READING PASSAGE:
Snowflake - flatten multiple nested array values from json variant column - arrays

I have a JSON data from which I wanted to extract the values of key 'text' with delimited in single row. Any help to achieve the desired output is much appreciated.
Sample JSON data:
{
"expand": "schema,names",
"issues": [
{
"id": "123456",
"key": "XYZ-123",
"fields": {
"customfield_10000": "abcd",
"customfield_10001": 7,
"customfield_10002": null,
"description": {
"version": 1,
"type": "doc",
"content": [
{
"type": "paragraph",
"content": [
{
"type": "text",
"text": "some text value 1"
}
]
},
{
"type": "paragraph",
"content": [
{
"type": "text",
"text": "some text value 2"
},
{
"type": "text",
"text": "some text value 3",
"marks": [
{
"type": "link",
"attrs": {
"href": "some ref"
}
}
]
},
{
"type": "text",
"text": "some text value 4"
}
]
},
{
"type": "blockquote",
"content": [
{
"type": "paragraph",
"content": [
{
"type": "text",
"text": "some text value 5"
}
]
},
{
"type": "paragraph",
"content": [
{
"type": "inlineCard",
"attrs": {
"url": "some url"
}
},
{
"type": "text",
"text": "some text value 6"
}
]
}
]
},
{
"type": "paragraph",
"content": [
{
"type": "text",
"text": "some text value 7"
}
]
},
{
"type": "paragraph",
"content": [
{
"type": "text",
"text": "some text value 8"
},
{
"type": "text",
"text": "some text value 9",
"marks": [
{
"type": "link",
"attrs": {
"href": "some link"
}
}
]
}
]
},
{
"type": "paragraph",
"content": [
{
"type": "text",
"text": "some text value 10"
}
]
},
{
"type": "paragraph",
"content": [
{
"type": "text",
"text": "some text value 11"
}
]
},
{
"type": "paragraph",
"content": [
{
"type": "text",
"text": "some text value 12"
}
]
}
]
}
}
}
]
}
Desired output:
ISSUE_ID ISSUE_KEY CF_10000 CF_10001 CF_10002 DESCRIPTION
123456 XYZ-123 abcd 7 null some text value 1|some text value 2|some text value 3.....
I'm using the below query to get the arrays values. However I wanted the key 'text' values from arrays to be populated as above desired format.

RECORDED DATA:
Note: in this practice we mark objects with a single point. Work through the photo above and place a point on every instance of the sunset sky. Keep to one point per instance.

LIST OF TASKS:
1) Which column names appear in the desired output of the Snowflake JSON post? List every one.
2) Carry on the Snowflake JSON post from the point where it stops.

RESPONSES PER TASK:
1) ISSUE_ID, ISSUE_KEY, CF_10000, CF_10001, CF_10002, DESCRIPTION

2)
select
ISSUE.value:id::number as ISSUE_ID,
ISSUE.value:key::varchar as ISSUE_KEY,
ISSUE.value:fields.customfield_10000::varchar as CF_10000,
ISSUE.value:fields.customfield_10001::number as CF_10001,
ISSUE.value:fields.customfield_10002::varchar as CF_10002,
ISSUE.value:fields.description.content::varchar as DESCRIPTION
from
VARIANT_TABLE,
lateral flatten( input => payload_json:issues, outer => true) as ISSUE
I have an UDF created to extract JSON array object key value into string of array, but that doesn't helped me to get the desired output from above shared JSON as it has nested arrays inside objects.
create or replace function UDF_ARRAY_OBJECT_TO_STRING_ARRAY(a array, b varchar)
returns array
language javascript
strict
comment = 'UDF to extract JSON array object key value into string of array. A refers to input array and B refers to extract which key from the array object'
as $$
return A.map(function(d) {return d[B]});
$$;

You have a lot more arrays in there than you are handling in your lateral flattens. With a few more flattens and a listagg() function, you should get there with this. Note, you might need to group by the index, rather than the field values, depending on what you are trying to get to, but this gives the result you were looking for in your example:
WITH x AS (
SELECT parse_json('{
"expand": "schema,names",
"issues": [
{
"id": "123456",
"key": "XYZ-123",
"fields": {
"customfield_10000": null,
"customfield_10001": null,
"customfield_10002": null,
"description": {
"version": 1,
"type": "doc",
"content": [
{
"type": "paragraph",
"content": [
{
"type": "text",
"text": "some text value 1"
}
]
},
{
"type": "paragraph",
"content": [
{
"type": "text",
"text": "some text value 2"
},
{
"type": "text",
"text": "some text value 3",
"marks": [
{
"type": "link",
"attrs": {
"href": "some ref"
}
}
]
},
{
"type": "text",
"text": "some text value 4"
}
]
},
{
"type": "blockquote",
"content": [
{
"type": "paragraph",
"content": [
{
"type": "text",
"text": "some text value 5"
}
]
},
{
"type": "paragraph",
"content": [
{
"type": "inlineCard",
"attrs": {
"url": "some url"
}
},
{
"type": "text",
"text": "some text value 6"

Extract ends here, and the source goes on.